A team of researchers from the University of Manitoba, the University of Guelph and DuPont Industrial Biosciences examined the use and nutritive value of flaxseed meal (FM) when included in swine diets. The group published its work in the journal of Animal Feed Science and Technology.
“Characterization of the nutritive value of FM as an alternative to conventional ingredients opens the way for optimizing its use in pig diets,” the researchers said. “Thus, the objective of this study was to determine the digestibility of [amino acids] AA, digestible energy (DE), metabolizable (ME) and calculated net energy (NE) values of FM when fed to growing pigs.”
The group found that flaxseed could provide an alternative protein, amino acid and energy ingredient in swine feed for growing pigs, the researchers said. “The use of FM is limited by its low lysine content as well as its dietary fiber content and the bulking capacity,” they added.
“The opportunity of incorporating FM in combination with other oilseed meals and exogenous enzymes during feed formulation for swine should be explored,” they said. “More work is needed to determine the net energy content of FM using more accurate methods such as indirect calorimetry.”
The project was partially funded by DuPont Industrial Biosciences.
Why flaxseed meal?
Common energy and protein ingredient in feed, like corn and soybean meal, have increased in price over time, said the researchers. Alternative feed ingredients that can be used in swine diets are needed.
Flax is a common food crop used to generate vegetable oil, they said. However, the crushing process generates flaxseed meal (FM).
The co-product is high in alpha-linoleic acid, oil, protein and dietary fiber, they said. It has gained some attention both as a potential ingredient to add energy and amino acids to swine feed and as a functional ingredient to provide omega-3 enriched pork and improve gut health.
The AA and phosphorus (P) digestibility of FM has only been partially examined and there is a lack of information on the energy content of FM for growing pigs fed a corn- and soybean-based diet and in regards to the standardized ileal digestibility (SID) of some dispensable amino acids.
“If included beyond optimum level in pig diets, the dietary fiber and glucosinolates content of FM may depress feed intake and reduce nutrient utilization,” said the researchers. Additional information on nutritional elements is needed to improve the use of the alternative feed ingredient, they added.
Methods and materials
In the feeding trial nine cannulated barrows were given one of three experimental diets for a period of 11 days, the researchers said. Pigs were rotated between each of the diets for a total feeding trial duration of 33 days.
The diets included a basal diet made with corn and soybean meal (Basal), a corn-soybean meal-based diet that replaced a portion of those ingredients with 278g/kg FM (Basal-FM) and a low nitrogen (N)-casein and corn starch-diet (LND), they said. Titanium dioxide was used in all diets as an indigestible marker.
“The basal and Basal-FM diets were formulated to have similar ratios of common ingredients supplying energy, AA, and P,” they said. “The basal diet was used to determine the digestible nutrient content by the difference method according to Adeola (2001), whilst the LND was used to estimate the basal endogenous N and AA losses to determine the SID of N and AA.”
• • •
What to do: Can you reproduce, word for word, everything in the flaxseed meal article from "The project was" down to "diets are needed."?

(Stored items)
• • •
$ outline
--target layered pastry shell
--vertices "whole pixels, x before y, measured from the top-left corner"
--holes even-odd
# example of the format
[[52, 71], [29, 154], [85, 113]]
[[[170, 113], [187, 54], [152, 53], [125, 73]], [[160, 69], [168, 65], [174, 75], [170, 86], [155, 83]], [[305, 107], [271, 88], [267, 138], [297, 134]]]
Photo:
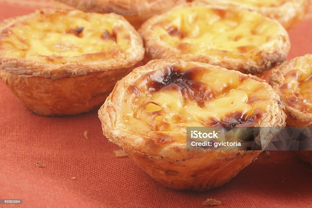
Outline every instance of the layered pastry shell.
[[197, 2], [255, 11], [278, 21], [286, 29], [301, 20], [311, 0], [195, 0]]
[[258, 13], [198, 2], [150, 18], [138, 31], [147, 60], [179, 59], [255, 75], [284, 61], [287, 31]]
[[100, 105], [144, 53], [134, 29], [114, 13], [46, 9], [0, 23], [0, 76], [38, 114]]
[[[285, 126], [279, 99], [250, 75], [154, 60], [116, 84], [99, 117], [104, 135], [155, 180], [174, 189], [204, 191], [228, 182], [261, 151], [190, 150], [186, 127]], [[264, 146], [272, 136], [265, 137]]]
[[155, 14], [160, 14], [185, 0], [56, 0], [85, 12], [123, 16], [136, 29]]
[[312, 55], [286, 61], [272, 70], [269, 83], [285, 105], [290, 126], [312, 126]]

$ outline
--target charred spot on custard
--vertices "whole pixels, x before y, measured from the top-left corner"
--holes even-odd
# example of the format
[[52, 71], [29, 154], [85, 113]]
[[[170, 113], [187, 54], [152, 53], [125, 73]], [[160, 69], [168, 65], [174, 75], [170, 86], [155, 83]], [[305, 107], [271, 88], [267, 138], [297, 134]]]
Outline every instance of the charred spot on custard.
[[169, 65], [165, 68], [161, 77], [150, 75], [147, 86], [150, 92], [179, 91], [185, 99], [196, 102], [200, 107], [204, 108], [205, 101], [213, 99], [215, 95], [206, 83], [194, 80], [203, 69], [193, 67], [182, 72], [176, 66]]
[[256, 110], [252, 115], [248, 113], [236, 112], [229, 113], [221, 120], [212, 118], [204, 122], [206, 126], [234, 127], [253, 126], [265, 114], [262, 110]]
[[253, 46], [243, 46], [236, 48], [240, 53], [244, 53], [256, 48]]
[[214, 12], [217, 14], [222, 18], [223, 18], [225, 17], [227, 13], [227, 11], [222, 9], [212, 8], [212, 9]]
[[76, 29], [71, 28], [67, 31], [66, 33], [73, 34], [78, 37], [82, 37], [83, 29], [82, 27], [77, 27]]
[[104, 40], [110, 39], [114, 41], [116, 41], [115, 37], [112, 35], [110, 35], [107, 30], [104, 31], [104, 32], [102, 34], [102, 36], [101, 36], [101, 37]]
[[170, 27], [167, 30], [167, 32], [171, 36], [178, 36], [180, 39], [182, 39], [188, 36], [187, 33], [181, 32], [180, 30], [175, 27]]

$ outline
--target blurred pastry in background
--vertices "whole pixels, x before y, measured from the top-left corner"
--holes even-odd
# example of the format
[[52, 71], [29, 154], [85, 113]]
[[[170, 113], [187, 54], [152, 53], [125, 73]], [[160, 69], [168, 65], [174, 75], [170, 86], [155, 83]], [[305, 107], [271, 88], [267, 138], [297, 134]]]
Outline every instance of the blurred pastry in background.
[[0, 23], [0, 77], [41, 115], [102, 104], [144, 54], [137, 32], [113, 13], [46, 9]]
[[123, 16], [136, 29], [145, 20], [185, 0], [55, 0], [85, 12], [113, 12]]
[[300, 22], [311, 0], [195, 0], [196, 2], [255, 11], [278, 21], [287, 30]]
[[185, 3], [146, 21], [138, 31], [147, 60], [179, 59], [256, 75], [284, 61], [286, 30], [259, 13]]

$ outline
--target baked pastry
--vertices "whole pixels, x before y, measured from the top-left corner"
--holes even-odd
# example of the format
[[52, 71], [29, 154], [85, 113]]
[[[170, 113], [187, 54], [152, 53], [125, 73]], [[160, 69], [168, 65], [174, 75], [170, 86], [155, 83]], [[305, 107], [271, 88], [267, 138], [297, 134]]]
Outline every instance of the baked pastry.
[[175, 189], [203, 191], [228, 182], [261, 151], [188, 150], [186, 127], [284, 126], [279, 99], [255, 76], [154, 60], [117, 83], [99, 117], [104, 135], [154, 179]]
[[85, 12], [123, 15], [136, 29], [153, 15], [185, 0], [56, 0]]
[[278, 21], [289, 29], [302, 19], [308, 12], [311, 0], [195, 0], [206, 3], [255, 11]]
[[270, 84], [276, 89], [290, 126], [312, 126], [312, 55], [285, 62], [273, 70]]
[[287, 31], [277, 21], [194, 2], [154, 16], [139, 31], [149, 60], [195, 61], [253, 75], [284, 61], [290, 47]]
[[0, 23], [0, 76], [27, 108], [90, 111], [144, 56], [142, 39], [114, 13], [47, 9]]

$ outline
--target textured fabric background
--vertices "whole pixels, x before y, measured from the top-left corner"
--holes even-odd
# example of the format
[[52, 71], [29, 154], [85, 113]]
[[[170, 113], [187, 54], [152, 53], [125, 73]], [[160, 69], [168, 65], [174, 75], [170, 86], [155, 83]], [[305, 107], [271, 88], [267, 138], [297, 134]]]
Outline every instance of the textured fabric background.
[[[46, 6], [0, 0], [0, 18]], [[309, 16], [290, 32], [289, 58], [312, 53]], [[262, 154], [225, 186], [198, 193], [163, 186], [129, 158], [116, 157], [119, 149], [103, 136], [96, 111], [37, 115], [0, 82], [0, 199], [23, 200], [0, 207], [196, 207], [207, 198], [220, 201], [219, 207], [312, 206], [312, 169], [291, 152]]]

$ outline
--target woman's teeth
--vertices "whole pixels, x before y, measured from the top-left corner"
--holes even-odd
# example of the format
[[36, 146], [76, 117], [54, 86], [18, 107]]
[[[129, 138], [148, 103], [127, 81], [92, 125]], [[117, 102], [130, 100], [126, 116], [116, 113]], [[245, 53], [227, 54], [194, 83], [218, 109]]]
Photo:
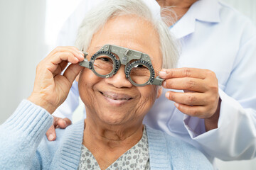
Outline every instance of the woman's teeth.
[[111, 99], [116, 100], [116, 101], [128, 101], [129, 100], [129, 98], [116, 98], [116, 97], [112, 97], [112, 96], [108, 96], [105, 94], [103, 94], [103, 96], [105, 97], [107, 97], [107, 98], [110, 98]]

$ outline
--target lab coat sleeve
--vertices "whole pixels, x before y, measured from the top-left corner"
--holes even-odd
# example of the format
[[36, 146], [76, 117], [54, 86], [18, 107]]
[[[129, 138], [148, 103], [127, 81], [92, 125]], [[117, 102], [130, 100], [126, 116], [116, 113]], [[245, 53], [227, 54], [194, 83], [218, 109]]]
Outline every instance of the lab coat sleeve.
[[[236, 59], [224, 91], [219, 89], [218, 128], [196, 134], [195, 128], [203, 121], [184, 117], [192, 140], [210, 155], [226, 161], [256, 157], [256, 33], [241, 45]], [[190, 125], [192, 121], [198, 125]]]

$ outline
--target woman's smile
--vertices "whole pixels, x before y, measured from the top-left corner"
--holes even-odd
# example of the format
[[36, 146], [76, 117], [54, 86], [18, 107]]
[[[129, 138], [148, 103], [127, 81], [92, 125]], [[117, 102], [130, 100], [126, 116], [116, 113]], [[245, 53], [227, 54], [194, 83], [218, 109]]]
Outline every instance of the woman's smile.
[[109, 104], [114, 106], [120, 106], [133, 99], [131, 96], [125, 94], [112, 91], [100, 91], [100, 93]]

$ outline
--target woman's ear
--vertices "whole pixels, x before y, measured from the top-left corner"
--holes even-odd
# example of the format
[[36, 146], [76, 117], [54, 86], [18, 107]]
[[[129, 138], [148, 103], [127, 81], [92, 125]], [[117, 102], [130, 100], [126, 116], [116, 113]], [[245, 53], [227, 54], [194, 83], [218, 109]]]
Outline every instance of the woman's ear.
[[163, 93], [163, 87], [162, 86], [158, 86], [157, 87], [157, 96], [156, 96], [156, 98], [159, 98], [161, 94]]

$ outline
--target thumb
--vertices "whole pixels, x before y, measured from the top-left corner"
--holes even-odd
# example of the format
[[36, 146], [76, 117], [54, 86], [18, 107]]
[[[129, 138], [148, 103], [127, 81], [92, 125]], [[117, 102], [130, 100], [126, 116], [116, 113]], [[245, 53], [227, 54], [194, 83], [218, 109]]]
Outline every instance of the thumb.
[[70, 84], [72, 84], [75, 77], [85, 67], [80, 66], [78, 63], [71, 64], [65, 71], [63, 76], [68, 80]]
[[49, 141], [53, 141], [56, 139], [56, 132], [53, 125], [47, 130], [46, 137]]

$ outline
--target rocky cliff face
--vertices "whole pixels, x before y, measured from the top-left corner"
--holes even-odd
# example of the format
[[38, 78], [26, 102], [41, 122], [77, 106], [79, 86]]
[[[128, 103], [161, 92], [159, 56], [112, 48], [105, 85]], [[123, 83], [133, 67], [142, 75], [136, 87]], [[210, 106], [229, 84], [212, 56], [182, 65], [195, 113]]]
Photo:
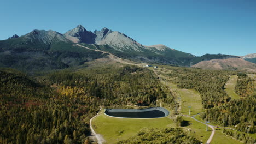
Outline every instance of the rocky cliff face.
[[73, 43], [85, 43], [88, 44], [94, 44], [96, 37], [92, 32], [88, 31], [80, 25], [66, 32], [64, 36]]
[[17, 34], [14, 34], [14, 35], [13, 35], [11, 37], [9, 37], [8, 38], [8, 39], [15, 39], [15, 38], [19, 38], [19, 37], [17, 35]]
• • •
Response to this task:
The project was partially funded by DuPont Industrial Biosciences.
Why flaxseed meal?
Common energy and protein ingredient in feed, like corn and soybean meal, have increased in price over time, said the researchers. Alternative feed ingredients that can be used in swine diets are needed.